## Required task
Count the lines in the entries below that contain the string "shirt", treating uppercase and lowercase letters as distinct. Give only the resulting number.

* Begin *

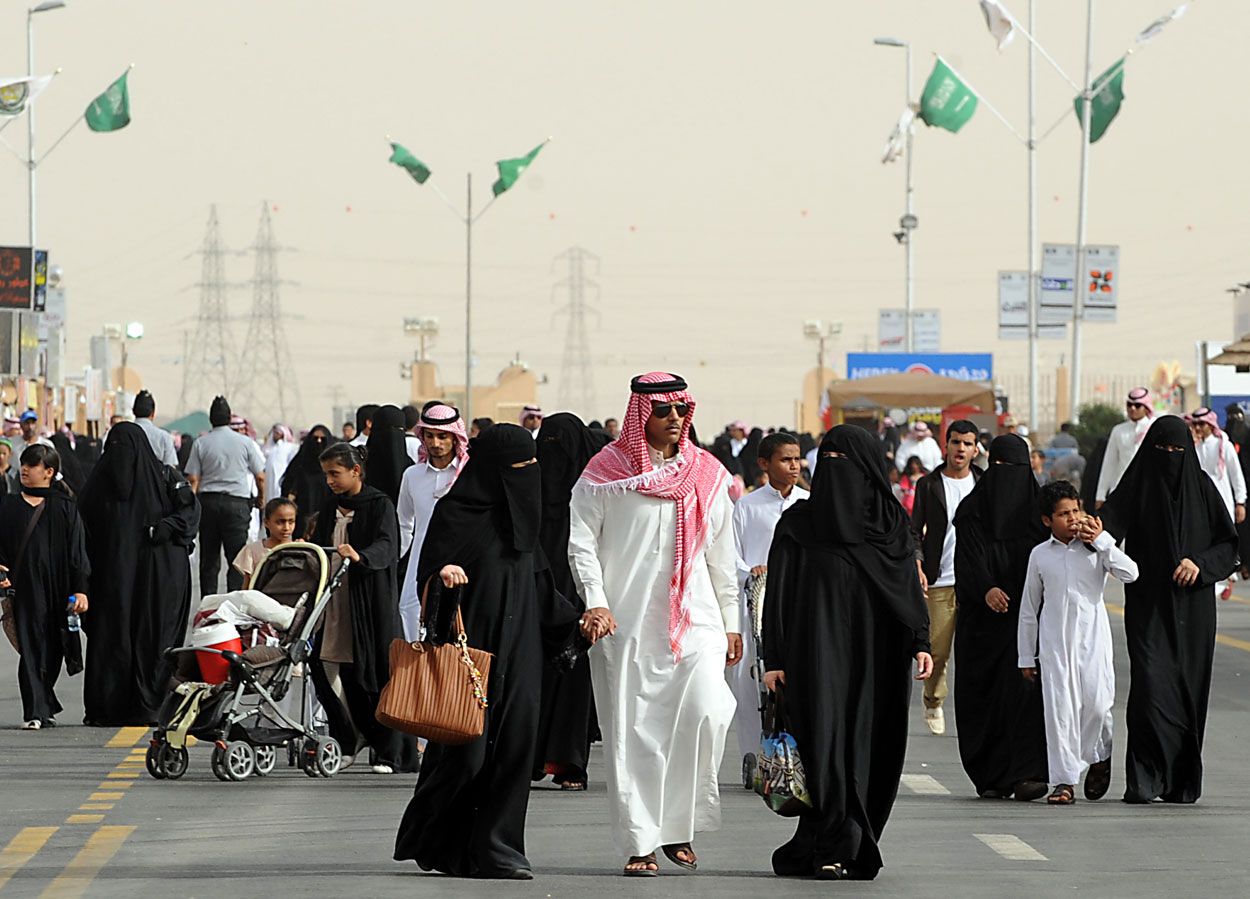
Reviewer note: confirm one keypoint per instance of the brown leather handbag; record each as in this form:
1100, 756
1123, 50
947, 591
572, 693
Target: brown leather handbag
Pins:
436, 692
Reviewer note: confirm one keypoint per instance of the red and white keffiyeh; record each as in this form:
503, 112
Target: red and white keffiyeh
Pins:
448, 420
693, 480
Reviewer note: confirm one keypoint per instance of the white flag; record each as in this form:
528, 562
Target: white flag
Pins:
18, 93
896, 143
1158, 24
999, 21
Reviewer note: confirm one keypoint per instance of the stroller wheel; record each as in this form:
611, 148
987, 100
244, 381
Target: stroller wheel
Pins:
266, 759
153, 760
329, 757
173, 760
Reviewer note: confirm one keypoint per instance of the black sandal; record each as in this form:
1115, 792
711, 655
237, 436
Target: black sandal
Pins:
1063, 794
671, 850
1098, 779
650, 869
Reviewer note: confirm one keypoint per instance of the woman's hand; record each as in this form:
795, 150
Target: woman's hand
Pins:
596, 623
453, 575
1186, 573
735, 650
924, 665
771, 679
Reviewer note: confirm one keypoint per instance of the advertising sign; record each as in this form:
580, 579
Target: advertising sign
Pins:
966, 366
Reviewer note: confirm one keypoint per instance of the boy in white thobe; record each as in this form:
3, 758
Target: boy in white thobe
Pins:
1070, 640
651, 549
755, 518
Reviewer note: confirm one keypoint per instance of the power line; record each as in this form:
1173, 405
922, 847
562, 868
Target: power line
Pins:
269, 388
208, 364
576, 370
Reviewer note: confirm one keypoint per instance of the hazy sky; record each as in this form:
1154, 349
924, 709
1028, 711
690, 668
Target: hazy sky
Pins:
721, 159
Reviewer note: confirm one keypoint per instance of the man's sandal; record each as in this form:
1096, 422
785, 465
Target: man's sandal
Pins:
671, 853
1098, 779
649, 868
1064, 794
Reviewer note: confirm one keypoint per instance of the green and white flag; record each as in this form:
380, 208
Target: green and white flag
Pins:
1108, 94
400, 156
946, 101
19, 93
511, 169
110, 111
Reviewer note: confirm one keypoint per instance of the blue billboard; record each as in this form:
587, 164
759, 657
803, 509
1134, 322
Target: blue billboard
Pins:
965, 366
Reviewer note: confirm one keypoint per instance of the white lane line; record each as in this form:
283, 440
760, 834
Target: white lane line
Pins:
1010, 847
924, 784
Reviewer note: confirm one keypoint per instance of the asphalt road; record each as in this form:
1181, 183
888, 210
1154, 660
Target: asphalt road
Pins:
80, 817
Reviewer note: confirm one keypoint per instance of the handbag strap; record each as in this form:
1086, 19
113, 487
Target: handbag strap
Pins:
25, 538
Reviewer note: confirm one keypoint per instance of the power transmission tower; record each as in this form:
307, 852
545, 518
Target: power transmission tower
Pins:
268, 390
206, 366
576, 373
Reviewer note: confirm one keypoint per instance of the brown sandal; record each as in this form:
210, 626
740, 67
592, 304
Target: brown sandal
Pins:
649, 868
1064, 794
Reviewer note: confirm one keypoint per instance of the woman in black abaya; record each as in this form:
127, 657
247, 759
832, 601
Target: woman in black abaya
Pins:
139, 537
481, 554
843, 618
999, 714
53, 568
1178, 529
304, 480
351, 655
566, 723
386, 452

* End *
* Begin *

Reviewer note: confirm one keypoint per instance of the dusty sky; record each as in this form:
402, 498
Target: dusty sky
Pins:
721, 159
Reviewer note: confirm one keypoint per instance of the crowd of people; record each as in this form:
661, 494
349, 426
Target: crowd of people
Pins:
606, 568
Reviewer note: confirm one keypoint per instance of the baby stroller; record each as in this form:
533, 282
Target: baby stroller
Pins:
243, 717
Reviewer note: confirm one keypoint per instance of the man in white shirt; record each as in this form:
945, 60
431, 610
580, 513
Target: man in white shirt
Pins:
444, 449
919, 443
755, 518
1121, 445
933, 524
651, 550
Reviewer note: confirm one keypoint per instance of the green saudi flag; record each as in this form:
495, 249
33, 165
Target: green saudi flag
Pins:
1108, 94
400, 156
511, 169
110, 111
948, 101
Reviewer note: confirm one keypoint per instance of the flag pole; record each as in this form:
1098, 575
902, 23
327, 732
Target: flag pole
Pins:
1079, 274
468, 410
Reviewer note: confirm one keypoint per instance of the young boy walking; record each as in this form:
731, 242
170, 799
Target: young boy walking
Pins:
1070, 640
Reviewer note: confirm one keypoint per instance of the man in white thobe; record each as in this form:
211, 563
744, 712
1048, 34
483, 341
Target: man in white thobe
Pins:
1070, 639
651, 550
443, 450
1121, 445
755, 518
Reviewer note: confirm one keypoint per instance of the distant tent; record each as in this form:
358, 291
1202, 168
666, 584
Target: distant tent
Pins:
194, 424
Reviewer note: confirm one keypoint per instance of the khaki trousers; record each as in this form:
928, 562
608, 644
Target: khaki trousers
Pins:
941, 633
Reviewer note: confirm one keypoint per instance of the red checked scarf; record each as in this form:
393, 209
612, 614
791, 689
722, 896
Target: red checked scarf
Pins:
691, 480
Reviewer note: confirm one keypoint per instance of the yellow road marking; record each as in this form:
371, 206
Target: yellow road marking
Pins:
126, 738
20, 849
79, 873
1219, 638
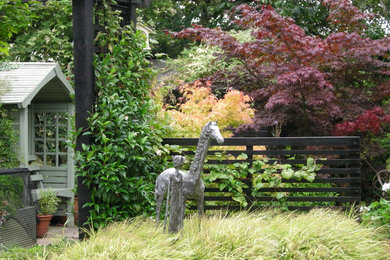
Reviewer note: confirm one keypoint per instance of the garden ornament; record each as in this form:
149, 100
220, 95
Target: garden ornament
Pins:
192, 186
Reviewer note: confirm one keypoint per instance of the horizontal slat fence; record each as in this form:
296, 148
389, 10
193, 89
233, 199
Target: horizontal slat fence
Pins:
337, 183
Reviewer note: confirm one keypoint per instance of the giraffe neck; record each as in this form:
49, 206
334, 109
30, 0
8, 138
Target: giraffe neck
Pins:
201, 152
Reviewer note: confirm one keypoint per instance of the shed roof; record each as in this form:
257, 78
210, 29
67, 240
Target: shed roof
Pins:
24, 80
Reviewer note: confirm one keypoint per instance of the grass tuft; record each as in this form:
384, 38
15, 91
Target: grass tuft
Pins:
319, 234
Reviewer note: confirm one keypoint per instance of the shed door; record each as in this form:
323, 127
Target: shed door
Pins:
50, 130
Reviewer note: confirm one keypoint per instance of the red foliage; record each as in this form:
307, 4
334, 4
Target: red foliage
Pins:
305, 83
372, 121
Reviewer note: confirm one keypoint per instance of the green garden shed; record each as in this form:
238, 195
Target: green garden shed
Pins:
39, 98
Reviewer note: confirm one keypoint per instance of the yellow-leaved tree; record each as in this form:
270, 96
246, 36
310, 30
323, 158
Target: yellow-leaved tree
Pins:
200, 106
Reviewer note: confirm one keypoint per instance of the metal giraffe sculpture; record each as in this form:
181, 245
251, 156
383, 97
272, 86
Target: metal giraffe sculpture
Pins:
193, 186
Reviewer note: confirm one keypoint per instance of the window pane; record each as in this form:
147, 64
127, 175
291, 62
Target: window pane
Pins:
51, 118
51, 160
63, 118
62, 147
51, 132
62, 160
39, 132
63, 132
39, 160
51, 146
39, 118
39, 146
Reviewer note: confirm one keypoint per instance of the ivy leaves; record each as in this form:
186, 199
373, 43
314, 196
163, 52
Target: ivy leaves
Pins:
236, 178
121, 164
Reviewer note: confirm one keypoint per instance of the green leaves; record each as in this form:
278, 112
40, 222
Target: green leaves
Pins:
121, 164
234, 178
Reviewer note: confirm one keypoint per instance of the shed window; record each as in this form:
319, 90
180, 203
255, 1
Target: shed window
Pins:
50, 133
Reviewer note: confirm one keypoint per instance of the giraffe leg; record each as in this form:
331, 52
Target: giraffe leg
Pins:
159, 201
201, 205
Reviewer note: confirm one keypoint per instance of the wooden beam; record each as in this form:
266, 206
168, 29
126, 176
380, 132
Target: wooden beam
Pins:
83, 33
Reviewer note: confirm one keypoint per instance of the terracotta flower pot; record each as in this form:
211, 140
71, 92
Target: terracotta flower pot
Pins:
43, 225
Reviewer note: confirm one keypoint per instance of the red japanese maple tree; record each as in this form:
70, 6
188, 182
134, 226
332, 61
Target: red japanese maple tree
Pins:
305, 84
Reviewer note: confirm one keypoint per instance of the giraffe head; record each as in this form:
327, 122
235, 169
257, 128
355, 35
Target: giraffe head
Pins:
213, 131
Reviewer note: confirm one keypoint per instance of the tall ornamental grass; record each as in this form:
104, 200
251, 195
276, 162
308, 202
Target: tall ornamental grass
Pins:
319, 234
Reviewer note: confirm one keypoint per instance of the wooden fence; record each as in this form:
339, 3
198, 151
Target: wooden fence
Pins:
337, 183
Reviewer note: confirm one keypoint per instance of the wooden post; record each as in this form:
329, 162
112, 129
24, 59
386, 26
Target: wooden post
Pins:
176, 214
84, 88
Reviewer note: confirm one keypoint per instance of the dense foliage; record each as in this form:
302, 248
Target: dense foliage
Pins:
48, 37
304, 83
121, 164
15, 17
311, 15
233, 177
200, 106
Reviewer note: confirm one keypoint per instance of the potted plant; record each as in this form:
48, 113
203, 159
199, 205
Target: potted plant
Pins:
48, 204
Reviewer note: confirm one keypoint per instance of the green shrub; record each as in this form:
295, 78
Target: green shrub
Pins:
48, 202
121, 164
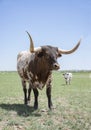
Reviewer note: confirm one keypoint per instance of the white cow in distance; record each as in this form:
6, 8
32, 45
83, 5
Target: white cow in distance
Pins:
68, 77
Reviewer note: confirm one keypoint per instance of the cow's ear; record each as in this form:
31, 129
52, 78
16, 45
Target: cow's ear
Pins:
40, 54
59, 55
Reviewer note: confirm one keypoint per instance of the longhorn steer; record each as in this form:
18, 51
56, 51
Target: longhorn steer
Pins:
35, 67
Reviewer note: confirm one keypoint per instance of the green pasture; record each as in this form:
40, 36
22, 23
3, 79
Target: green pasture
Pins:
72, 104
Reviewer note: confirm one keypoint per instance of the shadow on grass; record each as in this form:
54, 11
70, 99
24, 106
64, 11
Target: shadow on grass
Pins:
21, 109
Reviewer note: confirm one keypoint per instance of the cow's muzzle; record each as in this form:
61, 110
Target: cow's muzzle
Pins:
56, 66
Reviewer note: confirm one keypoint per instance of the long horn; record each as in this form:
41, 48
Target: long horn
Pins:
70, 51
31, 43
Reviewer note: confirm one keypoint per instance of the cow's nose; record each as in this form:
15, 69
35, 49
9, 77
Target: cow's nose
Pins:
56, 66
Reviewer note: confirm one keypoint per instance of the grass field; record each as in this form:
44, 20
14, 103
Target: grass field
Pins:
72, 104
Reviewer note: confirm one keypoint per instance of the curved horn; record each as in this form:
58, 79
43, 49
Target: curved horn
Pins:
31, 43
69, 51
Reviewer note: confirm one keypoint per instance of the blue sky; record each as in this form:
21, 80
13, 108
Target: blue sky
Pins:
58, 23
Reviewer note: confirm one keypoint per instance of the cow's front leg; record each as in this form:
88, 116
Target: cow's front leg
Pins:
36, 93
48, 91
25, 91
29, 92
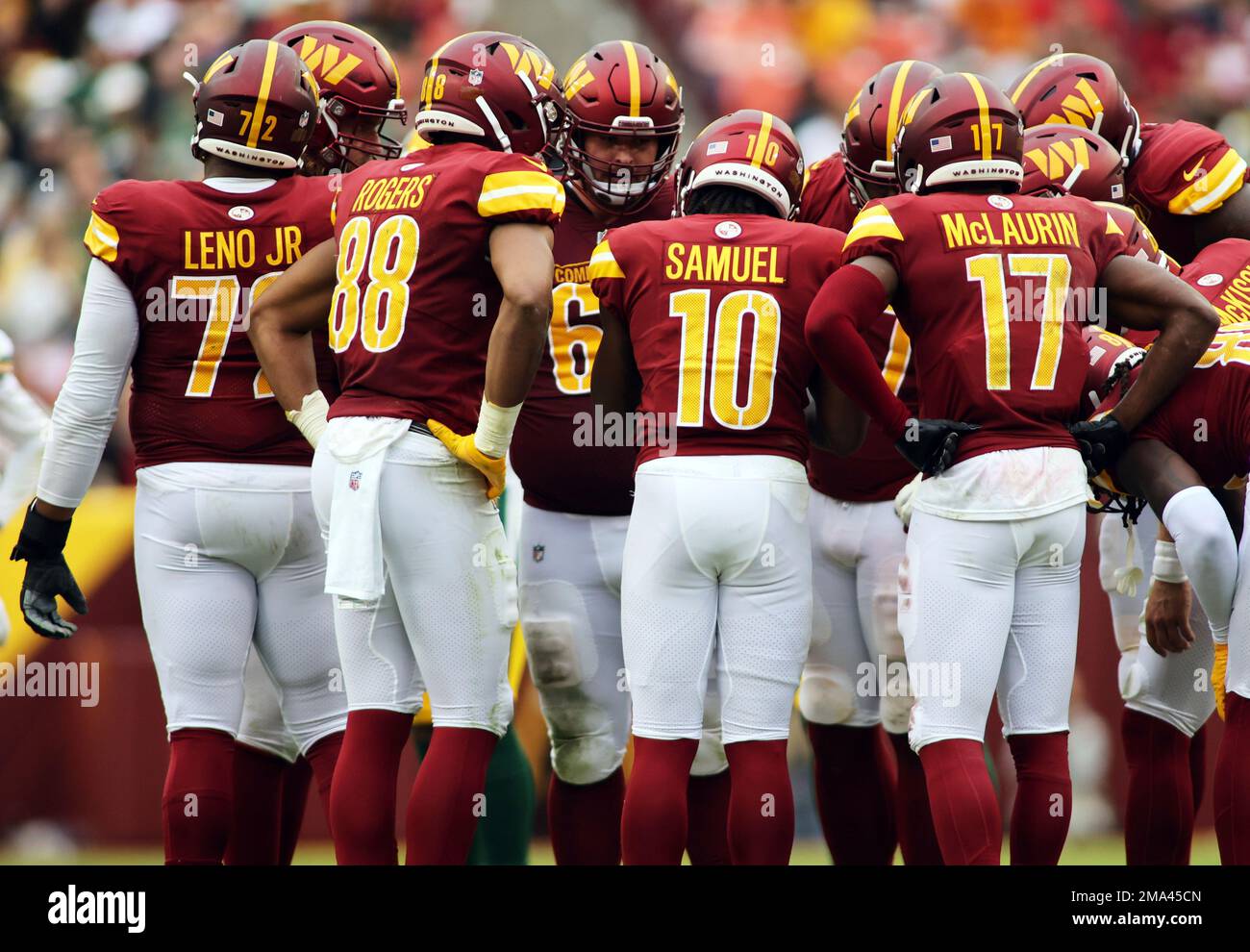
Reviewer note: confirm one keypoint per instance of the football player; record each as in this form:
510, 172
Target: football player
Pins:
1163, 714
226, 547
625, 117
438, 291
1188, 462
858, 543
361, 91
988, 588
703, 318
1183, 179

* End *

## Solution
2